───── Records supplied ─────

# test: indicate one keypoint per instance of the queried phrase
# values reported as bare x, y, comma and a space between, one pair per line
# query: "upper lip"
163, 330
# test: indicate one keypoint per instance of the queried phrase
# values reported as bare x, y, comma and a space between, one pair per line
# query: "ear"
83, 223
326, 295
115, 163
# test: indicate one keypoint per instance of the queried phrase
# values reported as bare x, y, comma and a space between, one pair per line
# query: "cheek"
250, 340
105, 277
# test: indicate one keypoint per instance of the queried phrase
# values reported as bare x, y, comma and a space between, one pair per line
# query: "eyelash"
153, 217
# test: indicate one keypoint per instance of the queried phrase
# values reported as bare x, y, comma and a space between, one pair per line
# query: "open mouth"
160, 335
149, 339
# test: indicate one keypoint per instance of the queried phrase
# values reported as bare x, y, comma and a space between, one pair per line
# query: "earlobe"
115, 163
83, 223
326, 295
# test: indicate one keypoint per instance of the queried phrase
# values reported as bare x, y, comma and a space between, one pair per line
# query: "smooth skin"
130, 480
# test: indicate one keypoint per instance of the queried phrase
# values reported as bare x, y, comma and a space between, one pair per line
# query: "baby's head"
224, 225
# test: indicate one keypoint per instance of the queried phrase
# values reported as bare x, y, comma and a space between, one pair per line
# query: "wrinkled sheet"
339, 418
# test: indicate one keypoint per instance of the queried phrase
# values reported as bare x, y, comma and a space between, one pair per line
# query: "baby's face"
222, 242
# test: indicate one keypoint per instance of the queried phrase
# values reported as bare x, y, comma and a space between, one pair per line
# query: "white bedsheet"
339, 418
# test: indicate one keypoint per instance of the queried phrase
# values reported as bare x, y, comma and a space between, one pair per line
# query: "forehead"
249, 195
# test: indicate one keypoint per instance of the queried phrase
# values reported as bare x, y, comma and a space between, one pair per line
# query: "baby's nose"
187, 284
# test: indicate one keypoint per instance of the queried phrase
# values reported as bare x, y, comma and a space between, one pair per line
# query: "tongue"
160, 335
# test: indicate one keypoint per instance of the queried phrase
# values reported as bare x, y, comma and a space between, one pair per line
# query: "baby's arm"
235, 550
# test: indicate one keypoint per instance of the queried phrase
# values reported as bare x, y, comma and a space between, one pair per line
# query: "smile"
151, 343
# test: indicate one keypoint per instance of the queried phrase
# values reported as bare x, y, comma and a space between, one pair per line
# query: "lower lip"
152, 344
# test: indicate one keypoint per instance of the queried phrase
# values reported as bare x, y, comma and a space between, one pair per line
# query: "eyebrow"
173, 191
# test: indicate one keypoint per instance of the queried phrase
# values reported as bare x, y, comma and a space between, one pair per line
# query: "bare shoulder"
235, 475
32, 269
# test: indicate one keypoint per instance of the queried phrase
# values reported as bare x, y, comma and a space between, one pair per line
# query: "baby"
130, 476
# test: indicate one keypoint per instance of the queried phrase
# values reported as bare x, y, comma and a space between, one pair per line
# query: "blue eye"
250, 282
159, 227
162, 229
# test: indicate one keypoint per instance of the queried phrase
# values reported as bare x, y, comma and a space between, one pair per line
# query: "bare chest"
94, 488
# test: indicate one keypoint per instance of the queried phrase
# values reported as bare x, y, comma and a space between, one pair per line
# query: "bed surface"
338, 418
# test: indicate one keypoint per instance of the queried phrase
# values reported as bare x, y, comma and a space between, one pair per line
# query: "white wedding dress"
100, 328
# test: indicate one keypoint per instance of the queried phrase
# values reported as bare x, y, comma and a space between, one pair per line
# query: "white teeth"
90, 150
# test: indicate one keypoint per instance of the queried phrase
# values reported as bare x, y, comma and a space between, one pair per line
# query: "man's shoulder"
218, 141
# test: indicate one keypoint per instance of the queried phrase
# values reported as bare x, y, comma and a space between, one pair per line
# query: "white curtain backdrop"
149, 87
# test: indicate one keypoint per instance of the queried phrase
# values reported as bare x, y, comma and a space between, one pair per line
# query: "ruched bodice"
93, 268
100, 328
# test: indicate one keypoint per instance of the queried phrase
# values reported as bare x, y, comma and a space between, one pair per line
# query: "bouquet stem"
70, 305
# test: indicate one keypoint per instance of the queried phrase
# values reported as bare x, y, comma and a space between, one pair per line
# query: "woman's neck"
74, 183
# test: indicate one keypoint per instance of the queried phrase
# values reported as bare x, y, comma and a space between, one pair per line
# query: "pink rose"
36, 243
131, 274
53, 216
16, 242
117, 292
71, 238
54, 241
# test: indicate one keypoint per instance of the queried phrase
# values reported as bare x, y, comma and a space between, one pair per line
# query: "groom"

─────

The task: In full and without changes, copy the entries above.

Solved problem:
# test: indicate one keypoint per instance of the queried phrase
# values reported as bare x, y, comma and a space between, one pair per line
# query: "upper lip"
163, 330
# test: indicate one keypoint per instance of the queried phrase
# values reported as bare x, y, comma and a space between, one pair per line
# query: "ear"
83, 223
326, 295
115, 163
# test: indicate one keypoint per instance of the queried phrase
# values reported as bare x, y, comma and a space between, one pair per line
# query: "cheek"
250, 340
105, 277
# test: indicate one keypoint per instance of the queried phrase
# values reported as bare x, y, comma and a space between, one pair per line
# query: "eyelash"
153, 217
# test: indicate one keypoint per instance of the queried phrase
# values reported as bare x, y, comma and a space between, one pair per line
# query: "open mouth"
160, 335
149, 339
# test: indicate one keypoint per instance of the queried phrase
# values reported as bare x, y, comma and a space between, one pair per line
# query: "earlobe"
115, 163
83, 223
326, 295
# test: indicate one keypoint per instance of the queried phrase
# values reported as bare x, y, comma and a space between, one pair per line
# query: "smooth skin"
130, 480
# test: indicate one keypoint per instance of the queried phrase
# values reported as bare x, y, comma and a space between, one pair per line
# query: "baby's head"
224, 225
# test: indicate one keypoint per instance of the queried phrase
# values reported as bare x, y, comma and a space between, one pair per line
# query: "wrinkled sheet"
339, 418
# test: indicate one keypoint per instance of the queried phrase
# values reported as bare x, y, comma and a space between, one pair per line
# query: "baby's face"
222, 242
# test: indicate one keypoint per instance of the queried phrase
# values reported as bare x, y, comma and a space between, one pair per line
# query: "white bedsheet"
339, 418
# test: indicate one keypoint per instance of the queried phrase
# values reported as bare x, y, comma and a space between, one pair per line
# query: "forehead"
249, 195
# test: indicate one keypoint per instance of the queried phrase
# values reported as bare x, y, comma and a space between, one pair per line
# query: "baby's nose"
187, 284
# test: indicate one keypoint per instance of the queried phrase
# values reported as bare x, y, comma and a space between, one pair per line
# query: "tongue"
160, 335
# test: indicate one keypoint per instance of the queried phrase
# values reported as bare x, y, comma and a space between, one pair per line
# query: "baby's arm"
235, 550
# test: indicate one keypoint per instance of the queried phrase
# values reported as bare x, y, comma and a space between, one pair per line
# query: "smile"
151, 343
# test: indicate one keypoint per instance of the queried phrase
# values reported as bare x, y, comma and a space between, one pair per line
# query: "lower lip"
152, 344
# test: indicate one keypoint per instance of the queried phrase
# values reported as bare x, y, comma and a space between, one pair per line
# query: "eyebrow"
173, 191
# test: indicate one keypoint per instance of the queried phrase
# values reported as bare x, y, comma and a space between, one pair per line
# query: "bare shoulder"
235, 475
32, 269
# test: indicate one keypoint per instance of the queried phrase
# values reported as bare x, y, comma and a space between, one pair per line
# query: "baby"
130, 476
# test: indicate one keypoint per instance of the queried phrase
# values reported as bare x, y, comma and a space between, one pair per line
# query: "blue eye"
250, 282
159, 227
162, 229
# test: indicate one keypoint per instance of the queried phrase
# values reported as bare x, y, comma and a space between, one pair per line
# query: "bare chest"
94, 488
# test: indicate one keypoint per instance of the queried phrase
# values reported as bare x, y, comma and a space between, one pair per line
# query: "bed surface"
338, 418
# test: indicate one keypoint per instance of the queried phrase
# values reported as bare x, y, comma and a space between, one pair per line
# query: "white wedding dress"
100, 328
# test: indicate one keypoint per instance of the queried phrase
# values reported as bare x, y, comma and a space between, one pair per line
# query: "white teeth"
90, 150
# test: indicate one keypoint per instance of the queried phrase
# values reported as bare x, y, comma and a space between, one pair per line
# query: "man's shoulder"
218, 141
# test: indicate one keypoint per instance of the queried phrase
# values reported as bare x, y, comma and a space between, one pair per line
# query: "white curtain backdrop"
149, 87
# test: indicate one keypoint per instance of the queried phrase
# values reported as bare x, y, comma and a space between, one pair per line
# query: "ruched bodice"
93, 268
100, 328
# test: indicate one keypoint per instance of the queried phrase
# values reported as bare x, y, comma and a space between, one pair per line
# query: "bouquet stem"
70, 305
# test: indicate one keypoint per instance of the queried phrase
# values reported as bare x, y, comma and a space between, one pair per line
# query: "woman's neck"
74, 183
# test: indicate one keypoint per instance of the queried phrase
# values reported as bare x, y, comma and a space between, one pair per line
# query: "pink rose"
36, 243
131, 274
53, 216
16, 242
117, 292
71, 238
54, 241
# test: indicate one keypoint per instance of the queried phrase
# values reported as bare x, y, comma and a space between, one pair per line
# query: "groom"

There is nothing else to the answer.